▸ **AIM**: Copy the records word for word, from the line containing "One point per instance, each like (219, 191)." through the end of the records, both ends included.

▸ **MATERIALS PROVIDED**:
-- Start --

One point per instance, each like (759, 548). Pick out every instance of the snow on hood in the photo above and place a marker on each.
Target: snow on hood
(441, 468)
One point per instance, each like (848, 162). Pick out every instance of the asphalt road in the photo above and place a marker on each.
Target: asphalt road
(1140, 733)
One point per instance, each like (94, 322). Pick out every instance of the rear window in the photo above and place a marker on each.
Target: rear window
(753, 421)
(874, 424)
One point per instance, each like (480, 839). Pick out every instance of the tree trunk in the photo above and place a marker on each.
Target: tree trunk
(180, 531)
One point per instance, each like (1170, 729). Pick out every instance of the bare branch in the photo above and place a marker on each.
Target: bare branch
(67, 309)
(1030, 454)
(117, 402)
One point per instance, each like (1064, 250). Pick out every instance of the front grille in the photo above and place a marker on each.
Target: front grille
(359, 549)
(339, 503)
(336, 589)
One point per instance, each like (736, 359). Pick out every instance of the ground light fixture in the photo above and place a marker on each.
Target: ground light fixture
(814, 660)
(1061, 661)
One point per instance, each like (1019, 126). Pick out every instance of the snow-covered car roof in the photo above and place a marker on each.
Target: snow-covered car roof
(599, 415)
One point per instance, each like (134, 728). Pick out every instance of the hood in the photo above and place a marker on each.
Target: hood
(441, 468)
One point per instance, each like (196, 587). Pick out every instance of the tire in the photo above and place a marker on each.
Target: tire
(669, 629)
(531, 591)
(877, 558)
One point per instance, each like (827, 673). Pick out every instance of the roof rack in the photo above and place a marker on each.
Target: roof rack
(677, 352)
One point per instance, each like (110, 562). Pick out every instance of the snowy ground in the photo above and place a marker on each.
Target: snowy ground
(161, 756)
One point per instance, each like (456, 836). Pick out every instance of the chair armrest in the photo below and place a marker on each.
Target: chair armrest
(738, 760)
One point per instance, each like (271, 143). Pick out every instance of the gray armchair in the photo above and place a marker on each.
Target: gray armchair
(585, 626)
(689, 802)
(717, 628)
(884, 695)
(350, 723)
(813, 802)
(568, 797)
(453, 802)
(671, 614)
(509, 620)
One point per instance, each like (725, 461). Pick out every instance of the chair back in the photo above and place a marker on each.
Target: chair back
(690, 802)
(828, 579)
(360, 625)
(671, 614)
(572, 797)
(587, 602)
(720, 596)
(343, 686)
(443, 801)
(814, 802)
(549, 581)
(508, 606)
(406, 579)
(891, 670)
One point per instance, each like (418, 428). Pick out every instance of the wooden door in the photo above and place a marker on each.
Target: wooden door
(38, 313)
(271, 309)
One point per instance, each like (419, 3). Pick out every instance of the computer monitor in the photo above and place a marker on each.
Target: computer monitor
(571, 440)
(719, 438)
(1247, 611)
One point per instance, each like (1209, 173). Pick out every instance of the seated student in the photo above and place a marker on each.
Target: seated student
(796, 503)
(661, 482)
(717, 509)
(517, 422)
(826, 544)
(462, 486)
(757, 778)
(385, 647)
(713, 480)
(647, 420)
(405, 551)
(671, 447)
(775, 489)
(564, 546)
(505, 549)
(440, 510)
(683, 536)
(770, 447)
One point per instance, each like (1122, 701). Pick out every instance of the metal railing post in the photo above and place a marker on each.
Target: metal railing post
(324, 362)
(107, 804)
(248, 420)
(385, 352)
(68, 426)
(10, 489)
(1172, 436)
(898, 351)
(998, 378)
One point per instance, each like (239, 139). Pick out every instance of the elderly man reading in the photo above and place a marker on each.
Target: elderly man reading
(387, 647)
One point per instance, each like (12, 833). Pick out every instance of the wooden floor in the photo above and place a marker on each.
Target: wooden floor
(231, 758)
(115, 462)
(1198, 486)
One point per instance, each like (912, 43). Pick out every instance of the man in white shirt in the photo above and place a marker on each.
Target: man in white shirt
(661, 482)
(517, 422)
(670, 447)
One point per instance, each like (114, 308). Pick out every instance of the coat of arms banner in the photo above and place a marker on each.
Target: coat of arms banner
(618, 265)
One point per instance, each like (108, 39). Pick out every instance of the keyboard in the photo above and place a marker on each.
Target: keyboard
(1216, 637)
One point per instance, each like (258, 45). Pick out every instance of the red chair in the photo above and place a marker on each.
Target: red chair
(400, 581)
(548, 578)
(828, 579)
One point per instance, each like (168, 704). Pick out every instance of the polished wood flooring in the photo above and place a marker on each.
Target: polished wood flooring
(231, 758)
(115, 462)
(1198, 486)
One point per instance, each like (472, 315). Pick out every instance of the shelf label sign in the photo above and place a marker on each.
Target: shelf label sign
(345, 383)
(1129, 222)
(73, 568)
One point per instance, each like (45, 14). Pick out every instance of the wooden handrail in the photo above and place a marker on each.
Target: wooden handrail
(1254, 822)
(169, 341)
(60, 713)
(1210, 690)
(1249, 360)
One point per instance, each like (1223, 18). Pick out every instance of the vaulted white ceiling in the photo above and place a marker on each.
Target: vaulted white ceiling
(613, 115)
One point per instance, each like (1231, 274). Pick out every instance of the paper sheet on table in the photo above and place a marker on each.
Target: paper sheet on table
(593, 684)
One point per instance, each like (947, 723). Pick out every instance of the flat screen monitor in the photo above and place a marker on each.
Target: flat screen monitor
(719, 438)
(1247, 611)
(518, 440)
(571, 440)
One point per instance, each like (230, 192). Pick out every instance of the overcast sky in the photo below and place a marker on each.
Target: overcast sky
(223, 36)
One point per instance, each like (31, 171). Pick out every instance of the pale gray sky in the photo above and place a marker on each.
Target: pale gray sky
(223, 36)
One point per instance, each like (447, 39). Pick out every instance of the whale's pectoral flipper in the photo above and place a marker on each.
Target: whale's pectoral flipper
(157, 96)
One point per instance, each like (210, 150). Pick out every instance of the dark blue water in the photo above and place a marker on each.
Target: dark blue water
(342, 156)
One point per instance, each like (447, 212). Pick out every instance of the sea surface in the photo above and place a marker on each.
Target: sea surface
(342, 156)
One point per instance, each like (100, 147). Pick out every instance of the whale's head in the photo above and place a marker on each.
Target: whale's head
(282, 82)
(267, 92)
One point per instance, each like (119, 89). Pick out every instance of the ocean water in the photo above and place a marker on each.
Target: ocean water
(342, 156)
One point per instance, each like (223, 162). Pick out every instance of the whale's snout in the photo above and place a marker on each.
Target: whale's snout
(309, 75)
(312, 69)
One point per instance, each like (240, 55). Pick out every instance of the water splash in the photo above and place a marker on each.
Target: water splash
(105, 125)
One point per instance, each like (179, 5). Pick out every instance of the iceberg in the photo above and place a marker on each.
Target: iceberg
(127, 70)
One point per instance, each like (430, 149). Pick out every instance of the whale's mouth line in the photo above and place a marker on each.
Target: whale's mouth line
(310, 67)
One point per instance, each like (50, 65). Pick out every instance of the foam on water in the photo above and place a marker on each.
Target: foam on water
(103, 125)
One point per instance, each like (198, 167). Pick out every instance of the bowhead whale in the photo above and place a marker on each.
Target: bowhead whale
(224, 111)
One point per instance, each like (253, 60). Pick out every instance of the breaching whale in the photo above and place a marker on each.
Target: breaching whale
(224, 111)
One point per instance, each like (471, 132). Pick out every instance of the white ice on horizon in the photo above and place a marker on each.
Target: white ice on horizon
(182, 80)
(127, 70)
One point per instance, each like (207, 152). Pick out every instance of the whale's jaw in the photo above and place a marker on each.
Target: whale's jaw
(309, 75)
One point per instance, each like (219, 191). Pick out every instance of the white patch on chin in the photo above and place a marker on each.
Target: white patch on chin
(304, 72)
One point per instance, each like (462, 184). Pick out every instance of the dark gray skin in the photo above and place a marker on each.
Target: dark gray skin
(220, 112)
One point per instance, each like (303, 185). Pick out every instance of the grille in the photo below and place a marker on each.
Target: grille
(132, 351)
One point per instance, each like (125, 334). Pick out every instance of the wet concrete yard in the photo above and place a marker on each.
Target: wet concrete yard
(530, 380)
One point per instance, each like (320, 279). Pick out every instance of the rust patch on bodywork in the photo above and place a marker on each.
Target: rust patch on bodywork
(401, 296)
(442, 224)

-- End --

▸ **RESULT OF THIS TASK**:
One point per instance, each like (219, 191). Pick out every instance of the white patch on chin in the photo above and place a marker on each.
Target: white patch on chin
(304, 72)
One point per instance, each like (462, 184). Pick out every instance of the dark gray skin in the photo above and place a marker on each.
Target: dark gray skin
(220, 112)
One point per instance, each like (303, 185). Pick out every instance of the grille in the photo below and place a marker on each.
Target: grille
(132, 351)
One point per instance, each like (125, 334). Pick out every instance of the wet concrete yard in the photo above and place a marker on each.
Target: wet concrete yard
(530, 380)
One point per instance, each like (320, 279). Pick out every instance of the rust patch on bodywork in the photo above and place a marker on each.
Target: rust patch on bodywork
(401, 296)
(442, 224)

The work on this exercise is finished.